● Goal: Output only the lines that run from the line holding "of the balcony" to the end of the data below, including both ends, without any pictures.

########

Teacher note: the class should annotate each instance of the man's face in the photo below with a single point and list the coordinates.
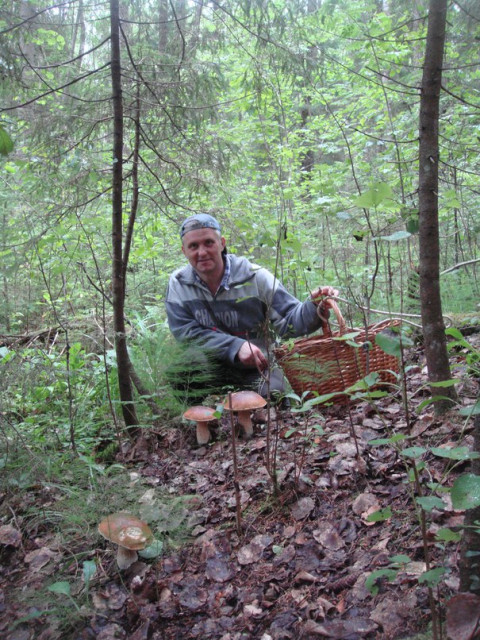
(203, 249)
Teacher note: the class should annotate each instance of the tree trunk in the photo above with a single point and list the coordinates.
(431, 305)
(118, 283)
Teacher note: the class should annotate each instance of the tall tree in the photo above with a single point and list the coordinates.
(431, 303)
(118, 267)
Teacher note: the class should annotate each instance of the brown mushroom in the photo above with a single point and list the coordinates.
(129, 533)
(244, 402)
(201, 416)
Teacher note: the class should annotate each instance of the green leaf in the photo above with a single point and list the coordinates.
(380, 516)
(443, 383)
(6, 143)
(395, 237)
(455, 333)
(398, 437)
(472, 410)
(430, 502)
(60, 587)
(413, 452)
(390, 342)
(89, 570)
(401, 559)
(377, 193)
(447, 535)
(432, 577)
(465, 491)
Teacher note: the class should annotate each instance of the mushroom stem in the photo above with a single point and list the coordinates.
(245, 421)
(203, 433)
(125, 557)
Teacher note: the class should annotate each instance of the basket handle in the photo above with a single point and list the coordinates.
(327, 331)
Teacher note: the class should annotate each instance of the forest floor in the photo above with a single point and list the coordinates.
(291, 565)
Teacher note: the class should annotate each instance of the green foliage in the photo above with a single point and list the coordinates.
(175, 374)
(56, 395)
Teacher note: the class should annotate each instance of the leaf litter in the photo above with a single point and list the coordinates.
(300, 565)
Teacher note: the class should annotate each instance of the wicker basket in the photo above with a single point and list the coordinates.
(322, 365)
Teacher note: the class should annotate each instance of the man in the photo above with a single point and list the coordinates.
(229, 305)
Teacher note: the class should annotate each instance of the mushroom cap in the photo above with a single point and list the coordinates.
(245, 401)
(199, 414)
(126, 530)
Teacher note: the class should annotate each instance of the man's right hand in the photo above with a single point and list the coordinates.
(251, 356)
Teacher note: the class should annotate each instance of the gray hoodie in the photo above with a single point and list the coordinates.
(251, 303)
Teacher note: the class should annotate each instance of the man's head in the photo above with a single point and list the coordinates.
(203, 245)
(200, 221)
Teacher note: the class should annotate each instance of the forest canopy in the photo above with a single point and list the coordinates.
(295, 123)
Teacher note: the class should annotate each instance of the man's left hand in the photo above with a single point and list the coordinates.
(318, 296)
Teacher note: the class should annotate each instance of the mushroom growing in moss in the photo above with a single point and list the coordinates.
(129, 533)
(243, 403)
(201, 416)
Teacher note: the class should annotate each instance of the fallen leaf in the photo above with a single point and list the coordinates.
(463, 616)
(327, 535)
(10, 536)
(302, 508)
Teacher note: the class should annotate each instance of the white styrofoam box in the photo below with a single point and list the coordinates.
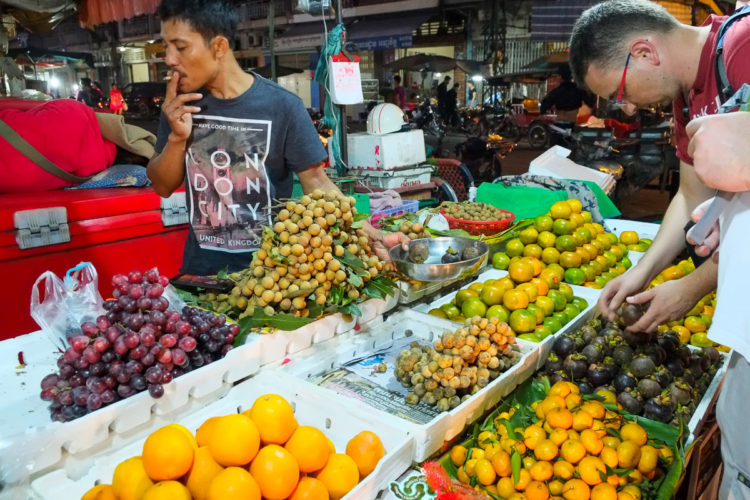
(388, 151)
(555, 163)
(429, 437)
(313, 406)
(25, 418)
(394, 179)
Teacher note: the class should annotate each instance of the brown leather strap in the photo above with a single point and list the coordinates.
(26, 149)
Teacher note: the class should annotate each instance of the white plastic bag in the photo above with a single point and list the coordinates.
(66, 303)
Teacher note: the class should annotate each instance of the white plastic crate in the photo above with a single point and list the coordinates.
(312, 405)
(40, 443)
(445, 426)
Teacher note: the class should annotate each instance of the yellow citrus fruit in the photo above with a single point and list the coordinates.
(201, 474)
(276, 472)
(309, 446)
(100, 492)
(274, 417)
(366, 449)
(167, 454)
(339, 475)
(235, 440)
(233, 483)
(167, 490)
(310, 488)
(130, 480)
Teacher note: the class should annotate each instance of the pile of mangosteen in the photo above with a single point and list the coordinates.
(653, 375)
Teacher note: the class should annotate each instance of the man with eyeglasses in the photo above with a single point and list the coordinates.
(635, 53)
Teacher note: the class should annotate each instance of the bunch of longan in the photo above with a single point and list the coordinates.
(298, 258)
(458, 364)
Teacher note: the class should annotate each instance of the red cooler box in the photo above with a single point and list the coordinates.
(117, 229)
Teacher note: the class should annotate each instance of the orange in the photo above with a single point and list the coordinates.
(201, 474)
(339, 475)
(233, 483)
(130, 480)
(591, 441)
(100, 492)
(366, 449)
(276, 472)
(576, 489)
(310, 488)
(274, 417)
(604, 491)
(205, 431)
(573, 451)
(167, 454)
(166, 490)
(546, 449)
(633, 432)
(235, 440)
(560, 418)
(541, 471)
(536, 491)
(589, 469)
(501, 463)
(309, 446)
(564, 470)
(521, 271)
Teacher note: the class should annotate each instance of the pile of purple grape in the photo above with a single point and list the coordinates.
(138, 345)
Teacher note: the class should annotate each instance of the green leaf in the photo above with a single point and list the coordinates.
(515, 465)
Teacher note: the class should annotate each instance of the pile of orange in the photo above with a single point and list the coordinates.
(566, 240)
(570, 452)
(261, 453)
(534, 309)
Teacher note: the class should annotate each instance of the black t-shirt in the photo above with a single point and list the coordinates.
(240, 158)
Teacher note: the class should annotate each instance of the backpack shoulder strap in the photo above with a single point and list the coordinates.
(725, 87)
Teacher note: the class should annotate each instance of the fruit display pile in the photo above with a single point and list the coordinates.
(139, 344)
(311, 255)
(534, 308)
(656, 376)
(563, 446)
(568, 241)
(458, 364)
(261, 453)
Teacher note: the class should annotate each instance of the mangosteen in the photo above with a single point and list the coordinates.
(564, 346)
(587, 333)
(630, 403)
(622, 354)
(712, 353)
(675, 366)
(668, 341)
(648, 388)
(598, 374)
(553, 363)
(630, 313)
(585, 387)
(450, 256)
(663, 376)
(659, 409)
(575, 365)
(642, 366)
(657, 354)
(593, 353)
(680, 392)
(624, 381)
(418, 252)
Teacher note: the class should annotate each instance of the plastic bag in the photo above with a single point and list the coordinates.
(66, 303)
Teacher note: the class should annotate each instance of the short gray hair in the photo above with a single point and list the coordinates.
(601, 32)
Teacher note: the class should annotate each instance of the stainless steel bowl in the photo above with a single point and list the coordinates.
(433, 269)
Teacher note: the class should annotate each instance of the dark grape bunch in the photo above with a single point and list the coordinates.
(138, 344)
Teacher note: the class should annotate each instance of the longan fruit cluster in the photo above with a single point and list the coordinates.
(458, 364)
(297, 258)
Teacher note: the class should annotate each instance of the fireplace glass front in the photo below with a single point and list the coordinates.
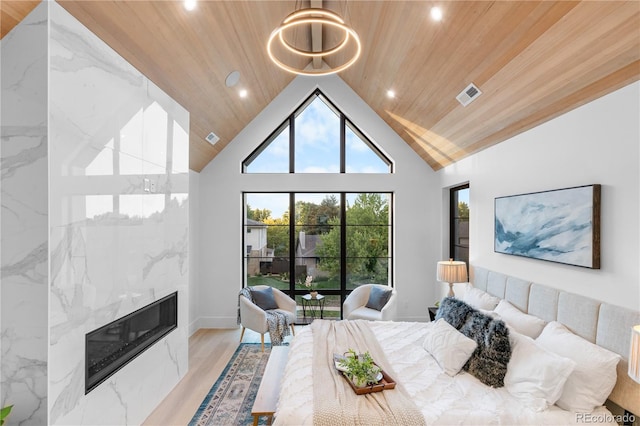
(112, 346)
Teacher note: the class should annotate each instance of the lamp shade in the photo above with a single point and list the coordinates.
(634, 354)
(452, 271)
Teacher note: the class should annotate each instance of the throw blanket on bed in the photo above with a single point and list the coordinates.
(277, 322)
(334, 402)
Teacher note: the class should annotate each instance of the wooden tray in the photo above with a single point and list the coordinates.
(385, 383)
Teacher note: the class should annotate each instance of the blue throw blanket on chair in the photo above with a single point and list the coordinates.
(277, 322)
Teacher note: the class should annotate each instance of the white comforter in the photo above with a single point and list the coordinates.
(443, 400)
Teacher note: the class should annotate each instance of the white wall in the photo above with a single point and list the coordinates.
(596, 143)
(194, 252)
(222, 184)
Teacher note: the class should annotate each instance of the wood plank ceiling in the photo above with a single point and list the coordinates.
(533, 60)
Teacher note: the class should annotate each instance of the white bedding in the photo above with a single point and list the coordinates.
(443, 400)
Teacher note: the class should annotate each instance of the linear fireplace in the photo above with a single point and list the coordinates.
(111, 347)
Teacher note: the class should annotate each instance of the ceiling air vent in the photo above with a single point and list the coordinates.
(212, 138)
(469, 94)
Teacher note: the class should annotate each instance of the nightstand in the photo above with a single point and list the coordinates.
(432, 312)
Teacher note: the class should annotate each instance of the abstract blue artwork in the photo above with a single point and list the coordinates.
(562, 225)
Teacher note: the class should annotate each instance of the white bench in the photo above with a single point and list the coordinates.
(269, 390)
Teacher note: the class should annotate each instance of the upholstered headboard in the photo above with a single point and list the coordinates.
(606, 325)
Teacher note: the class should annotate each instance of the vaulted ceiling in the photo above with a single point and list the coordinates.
(533, 60)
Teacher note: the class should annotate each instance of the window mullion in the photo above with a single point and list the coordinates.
(292, 244)
(343, 248)
(343, 144)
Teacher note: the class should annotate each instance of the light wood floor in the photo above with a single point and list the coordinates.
(209, 352)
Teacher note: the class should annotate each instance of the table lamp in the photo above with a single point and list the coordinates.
(634, 354)
(452, 271)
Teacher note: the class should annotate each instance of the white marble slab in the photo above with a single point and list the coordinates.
(24, 220)
(119, 238)
(95, 217)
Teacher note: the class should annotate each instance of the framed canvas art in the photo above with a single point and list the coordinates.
(561, 225)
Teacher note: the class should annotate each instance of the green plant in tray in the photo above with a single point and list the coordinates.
(360, 368)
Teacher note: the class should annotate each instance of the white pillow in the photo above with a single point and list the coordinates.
(534, 375)
(479, 299)
(519, 321)
(594, 377)
(450, 348)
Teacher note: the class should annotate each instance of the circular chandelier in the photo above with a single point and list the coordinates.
(314, 16)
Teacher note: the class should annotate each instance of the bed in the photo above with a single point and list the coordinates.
(462, 398)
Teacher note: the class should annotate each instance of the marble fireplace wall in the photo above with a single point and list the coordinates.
(24, 220)
(115, 234)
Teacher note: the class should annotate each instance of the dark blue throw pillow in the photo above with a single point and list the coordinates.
(378, 297)
(264, 298)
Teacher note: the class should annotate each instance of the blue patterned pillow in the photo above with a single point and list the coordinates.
(264, 298)
(378, 297)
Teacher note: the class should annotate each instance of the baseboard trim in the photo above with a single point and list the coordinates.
(212, 322)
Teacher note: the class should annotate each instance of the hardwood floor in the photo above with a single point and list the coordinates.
(209, 352)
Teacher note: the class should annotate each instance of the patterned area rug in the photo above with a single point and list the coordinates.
(230, 399)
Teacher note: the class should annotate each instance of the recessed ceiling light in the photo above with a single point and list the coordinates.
(232, 79)
(436, 13)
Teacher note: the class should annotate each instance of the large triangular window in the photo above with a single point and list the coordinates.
(317, 138)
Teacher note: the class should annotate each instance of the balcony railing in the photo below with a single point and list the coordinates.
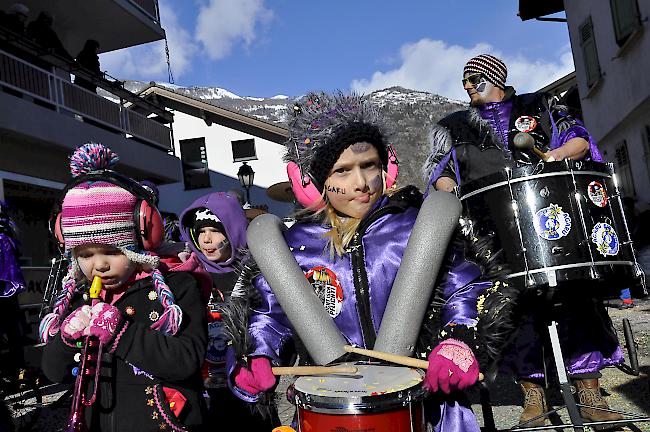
(64, 96)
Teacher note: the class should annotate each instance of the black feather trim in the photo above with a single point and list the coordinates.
(498, 319)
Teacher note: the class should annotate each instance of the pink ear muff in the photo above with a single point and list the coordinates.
(303, 188)
(151, 228)
(56, 229)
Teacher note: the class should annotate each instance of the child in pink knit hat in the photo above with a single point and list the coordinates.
(153, 328)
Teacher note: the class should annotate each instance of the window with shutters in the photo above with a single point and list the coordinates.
(624, 170)
(589, 52)
(645, 138)
(626, 17)
(194, 158)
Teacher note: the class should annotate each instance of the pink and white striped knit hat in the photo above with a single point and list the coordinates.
(102, 212)
(99, 211)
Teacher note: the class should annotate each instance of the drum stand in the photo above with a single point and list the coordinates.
(576, 421)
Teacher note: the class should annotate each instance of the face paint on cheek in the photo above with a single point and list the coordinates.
(484, 88)
(335, 189)
(360, 147)
(375, 184)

########

● Final result:
Teacher note: the class should annotate each instance of the balcony railing in the photo below with a single point and list the coordinates.
(64, 96)
Teacher note: the class should annotate each instance of the black feather trim in the photo above with a single point and list the coordinates.
(498, 319)
Teacher note: the class should annotate each instance of the pink ear muff in the photo above with a single point and list the coordinates.
(303, 188)
(151, 228)
(56, 229)
Teacher note: the class should annotate each instance of the child in pink knit hat in the photo above with a single point and list the coordinates.
(153, 328)
Teacher note: the class should annotate each instance of the window with shutters in the photo above with a single point and list the coordinates.
(624, 170)
(589, 52)
(645, 138)
(626, 17)
(194, 158)
Teacher note: the class should annotate each instance of the pink and white striped knit hat in the photo above with a single point and list the coordinates.
(102, 212)
(99, 211)
Teacher note: the class should annotate each instance of the drum stand in the photo above with a single point and list the coordinates.
(576, 421)
Teacher note: the class should annotate each instance of the face paint on cheek in the photo above with a single point and list the coordinates.
(484, 88)
(335, 189)
(360, 147)
(375, 184)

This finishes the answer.